DIRECTIVE - Reproduce the data in its entirety, exactly as supplied.

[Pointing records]
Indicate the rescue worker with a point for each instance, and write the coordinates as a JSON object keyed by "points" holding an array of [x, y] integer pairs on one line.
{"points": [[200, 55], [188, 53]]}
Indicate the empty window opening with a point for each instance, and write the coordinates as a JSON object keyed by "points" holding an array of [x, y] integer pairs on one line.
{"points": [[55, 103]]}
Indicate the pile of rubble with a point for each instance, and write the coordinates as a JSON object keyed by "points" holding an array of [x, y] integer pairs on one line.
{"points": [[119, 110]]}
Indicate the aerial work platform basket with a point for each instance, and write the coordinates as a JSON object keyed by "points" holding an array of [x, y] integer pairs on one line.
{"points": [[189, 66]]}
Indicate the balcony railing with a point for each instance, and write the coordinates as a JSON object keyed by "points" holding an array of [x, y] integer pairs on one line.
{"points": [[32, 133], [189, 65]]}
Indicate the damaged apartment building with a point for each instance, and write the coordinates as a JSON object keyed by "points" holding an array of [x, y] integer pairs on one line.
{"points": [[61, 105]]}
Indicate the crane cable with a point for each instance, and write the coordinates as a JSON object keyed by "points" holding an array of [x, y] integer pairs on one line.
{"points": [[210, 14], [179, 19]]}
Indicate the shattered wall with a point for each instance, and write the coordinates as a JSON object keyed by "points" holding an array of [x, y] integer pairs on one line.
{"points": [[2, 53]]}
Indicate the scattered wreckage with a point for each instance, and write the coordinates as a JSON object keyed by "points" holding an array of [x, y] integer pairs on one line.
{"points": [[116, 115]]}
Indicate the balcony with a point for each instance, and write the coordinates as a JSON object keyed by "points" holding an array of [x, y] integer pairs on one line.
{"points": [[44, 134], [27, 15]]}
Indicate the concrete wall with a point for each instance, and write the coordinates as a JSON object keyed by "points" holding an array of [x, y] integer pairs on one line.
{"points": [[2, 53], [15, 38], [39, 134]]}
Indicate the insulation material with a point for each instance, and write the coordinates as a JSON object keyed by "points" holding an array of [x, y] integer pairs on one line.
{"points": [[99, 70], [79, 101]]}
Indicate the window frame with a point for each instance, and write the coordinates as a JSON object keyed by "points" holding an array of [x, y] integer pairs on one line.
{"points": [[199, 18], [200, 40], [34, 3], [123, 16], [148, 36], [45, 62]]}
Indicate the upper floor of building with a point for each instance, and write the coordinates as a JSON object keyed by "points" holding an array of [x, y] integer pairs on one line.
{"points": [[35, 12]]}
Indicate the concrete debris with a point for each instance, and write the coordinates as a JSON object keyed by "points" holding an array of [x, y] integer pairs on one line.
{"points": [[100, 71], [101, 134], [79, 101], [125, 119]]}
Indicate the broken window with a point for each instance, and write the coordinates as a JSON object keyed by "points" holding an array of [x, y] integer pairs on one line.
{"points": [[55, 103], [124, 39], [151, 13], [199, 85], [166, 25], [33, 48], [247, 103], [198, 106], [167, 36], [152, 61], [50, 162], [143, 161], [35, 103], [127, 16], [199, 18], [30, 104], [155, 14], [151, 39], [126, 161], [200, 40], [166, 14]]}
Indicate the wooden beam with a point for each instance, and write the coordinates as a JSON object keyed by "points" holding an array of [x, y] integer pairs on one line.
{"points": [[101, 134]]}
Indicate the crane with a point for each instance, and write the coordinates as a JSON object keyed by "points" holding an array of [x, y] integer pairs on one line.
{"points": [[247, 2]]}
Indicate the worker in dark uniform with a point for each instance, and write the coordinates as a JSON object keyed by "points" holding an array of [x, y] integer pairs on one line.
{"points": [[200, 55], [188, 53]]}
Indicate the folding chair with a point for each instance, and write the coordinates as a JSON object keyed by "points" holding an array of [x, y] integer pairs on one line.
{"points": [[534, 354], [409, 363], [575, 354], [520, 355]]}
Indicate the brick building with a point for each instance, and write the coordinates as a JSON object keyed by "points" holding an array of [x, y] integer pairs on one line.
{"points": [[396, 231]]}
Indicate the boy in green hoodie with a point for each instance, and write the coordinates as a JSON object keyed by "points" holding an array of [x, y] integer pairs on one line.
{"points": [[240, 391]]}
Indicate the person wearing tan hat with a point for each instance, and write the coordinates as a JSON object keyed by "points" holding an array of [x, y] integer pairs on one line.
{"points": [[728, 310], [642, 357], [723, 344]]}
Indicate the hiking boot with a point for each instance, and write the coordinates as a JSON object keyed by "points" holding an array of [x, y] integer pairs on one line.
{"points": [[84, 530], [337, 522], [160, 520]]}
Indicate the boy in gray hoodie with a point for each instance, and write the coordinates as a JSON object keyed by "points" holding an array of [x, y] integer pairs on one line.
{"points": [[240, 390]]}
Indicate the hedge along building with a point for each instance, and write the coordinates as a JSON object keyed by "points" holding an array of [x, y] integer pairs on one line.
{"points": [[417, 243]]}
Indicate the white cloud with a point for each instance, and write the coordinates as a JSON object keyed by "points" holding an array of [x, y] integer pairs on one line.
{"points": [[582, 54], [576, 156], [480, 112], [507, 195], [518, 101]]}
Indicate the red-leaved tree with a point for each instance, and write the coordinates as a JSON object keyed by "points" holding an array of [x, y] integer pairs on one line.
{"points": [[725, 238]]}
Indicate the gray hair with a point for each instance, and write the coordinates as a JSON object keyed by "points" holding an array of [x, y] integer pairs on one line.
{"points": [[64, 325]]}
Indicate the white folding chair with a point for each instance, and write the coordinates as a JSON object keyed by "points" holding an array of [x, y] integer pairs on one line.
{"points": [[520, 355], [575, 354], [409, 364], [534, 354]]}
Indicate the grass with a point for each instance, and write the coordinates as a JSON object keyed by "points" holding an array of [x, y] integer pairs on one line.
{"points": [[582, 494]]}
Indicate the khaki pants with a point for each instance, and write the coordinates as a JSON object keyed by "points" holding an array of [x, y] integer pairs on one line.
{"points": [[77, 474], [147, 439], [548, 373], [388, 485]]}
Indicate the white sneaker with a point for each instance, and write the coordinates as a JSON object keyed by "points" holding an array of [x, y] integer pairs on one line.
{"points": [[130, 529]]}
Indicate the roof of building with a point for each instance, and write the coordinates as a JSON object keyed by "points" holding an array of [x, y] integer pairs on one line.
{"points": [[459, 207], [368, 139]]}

CORRECT OUTPUT -
Indicate the rescue worker with a point for each instance, and write the coordinates as a JSON object keyed by "points" holding an array of [x, y] integer pairs on one line.
{"points": [[200, 55], [188, 53]]}
Indicate the empty window opening with a point for each instance, and write the coordinates as a JSON object keyed by "points" holding an array of [x, y] integer pairs on one line.
{"points": [[55, 103]]}
Indicate the pile of rubble with a point for each instance, and write the coordinates as a JSON object keyed by "points" holding an array of [x, y] integer pairs on one line.
{"points": [[119, 110]]}
Indicate the aerial work platform basket with a point for each instance, and write the coordinates as a JSON object keyed by "points" holding an array of [x, y] integer pairs on one line.
{"points": [[189, 66]]}
Indicate the balcony railing with a point for each instance, and write the coordinates as a JSON object keyed by "points" holding an array of [x, y] integer pairs on one line.
{"points": [[32, 133], [189, 65]]}
Indicate the damaged apartment building with a point for each instance, and write the coordinates as a JSON object keyed by "points" holding an array of [x, y] integer pairs on one line.
{"points": [[61, 105]]}
Indicate the crane cable with a point for each instance, and write the coordinates as a JSON object keyed by "points" holding an array of [x, y] integer pairs on one line.
{"points": [[210, 14], [179, 19]]}
Indicate the shattered wall with a point for each instance, and write the coordinates as a JSON object keyed by "points" holding an array of [x, y] integer pairs on one line.
{"points": [[2, 53]]}
Indicate the scattered wreckage with a point for each instance, and write the coordinates as a JSON object keyed by "points" holding an array of [x, y] integer pairs on one line.
{"points": [[116, 115]]}
Indicate the balcony with a point for each instance, and write the coordinates as a JSON object keyed by "points" holding an array of [x, y] integer pairs on one line.
{"points": [[44, 134], [27, 15]]}
Indicate the concrete wall with a point for each instance, and write the coordinates as a JSON object keyed by "points" holding an array of [x, y] integer pairs on one line.
{"points": [[2, 53], [15, 38], [39, 134]]}
Indicate the insulation material with a point for each instance, and write the coordinates as a JSON object keyed by "points" holding an array of [x, y] integer pairs on one line.
{"points": [[99, 70], [79, 101]]}
Indicate the window frame with a point for each instance, and write the coordinates as a JSON object keyed by "points" holding an array of [x, y] integer pairs on one line.
{"points": [[199, 18], [200, 40], [34, 3], [123, 16], [148, 36], [45, 62]]}
Indicate the upper floor of building with a point for each instance, and write the coordinates as a JSON object keyed by "points" holding an array of [x, y] integer pairs on one line.
{"points": [[35, 12]]}
Indicate the concrete debris with a point for each instance, and write the coordinates as a JSON object keyed by "points" holding an array of [x, y] integer pairs on one line.
{"points": [[100, 71], [101, 134], [79, 101], [125, 119]]}
Indicate the broken window with a point for each instance, and write the coordinates as a JSON object keyed by "points" holding an array of [x, y] integer pairs on one line.
{"points": [[55, 103], [124, 39], [151, 13], [199, 85], [166, 25], [33, 48], [247, 103], [198, 106], [167, 36], [152, 61], [50, 162], [143, 161], [35, 103], [127, 16], [199, 18], [30, 104], [155, 14], [151, 39], [126, 161], [200, 40], [166, 14]]}
Indicate the wooden beam with a point for each instance, and write the coordinates as a JSON object keyed by "points" holding an array of [x, y] integer pairs on one line.
{"points": [[101, 134]]}
Indicate the crane with a point for each instance, and write the coordinates as a JSON object keyed by "points" holding an array of [x, y] integer pairs on one line.
{"points": [[247, 2]]}
Indicate the worker in dark uniform with a point for each instance, and write the coordinates as a JSON object keyed by "points" holding an array of [x, y] integer pairs on one line.
{"points": [[200, 55], [188, 53]]}
Indicate the folding chair with a point for each instance, and write the coordinates as a JSON object keyed by "points" holding an array of [x, y] integer pairs on one line.
{"points": [[534, 354], [409, 363], [575, 354], [520, 355]]}
Indicate the brick building with a point for each instance, and write the coordinates as a JSON object keyed by "points" holding an array of [x, y] integer pairs on one line.
{"points": [[396, 231]]}
Indicate the boy in green hoodie with a point for each instance, and write the coordinates as a JSON object keyed by "points" holding an array of [x, y] integer pairs on one line.
{"points": [[240, 391]]}
Indicate the person wearing tan hat with a point for each instance, and write the coordinates as a JSON object keyed by "points" holding an array of [x, y] integer pairs on one line.
{"points": [[728, 310], [642, 357], [723, 344]]}
Indicate the hiking boot with a point for each instance, and write the coordinates as a JSON object keyed by "points" holding an array of [x, y] integer pairs on one line.
{"points": [[84, 530], [337, 522], [160, 520]]}
Indicate the boy in gray hoodie with a point for each instance, and write the coordinates as a JSON object keyed by "points" holding an array of [x, y] integer pairs on one line.
{"points": [[240, 390]]}
Indicate the hedge along building with a point for each instance, and write the coordinates as a JSON object keyed by "points" holding an array of [x, y] integer pairs on one line.
{"points": [[417, 243]]}
Indicate the white cloud with a point for each instance, and write the coordinates as a JSON object keyed by "points" holding an array of [x, y] integer pairs on one line.
{"points": [[582, 54], [576, 156], [480, 112], [507, 195], [518, 101]]}
Indicate the red-leaved tree with a point for each instance, and write the coordinates as a JSON object keyed by "points" holding an array of [x, y] integer pairs on one line.
{"points": [[725, 238]]}
Indicate the gray hair with a point for each instance, and write the coordinates as a JSON object keyed by "points" holding an array of [x, y] integer pairs on one line.
{"points": [[64, 325]]}
Indicate the white folding chair with a point for each instance, and write the coordinates as a JSON object keyed by "points" holding an array of [x, y] integer pairs on one line.
{"points": [[520, 355], [575, 354], [409, 364], [534, 354]]}
Indicate the grass with a point for each instance, and write the coordinates as a JSON object keyed by "points" holding an array of [x, y] integer pairs on one line.
{"points": [[582, 494]]}
Indicate the khaki pants with a point for each instance, and write the coordinates as a JSON object keyed by "points" holding an array of [x, y] integer pairs on one line.
{"points": [[77, 474], [147, 439], [548, 373], [388, 485]]}
Indicate the white sneaker with a point for each instance, and write the coordinates as a JSON object keyed by "points" holding an array of [x, y] integer pairs on one line.
{"points": [[130, 529]]}
Indicate the roof of building with a point for each instance, and write the coordinates as a JSON object keyed by "points" holding an array of [x, y] integer pairs on one line.
{"points": [[459, 207], [368, 139]]}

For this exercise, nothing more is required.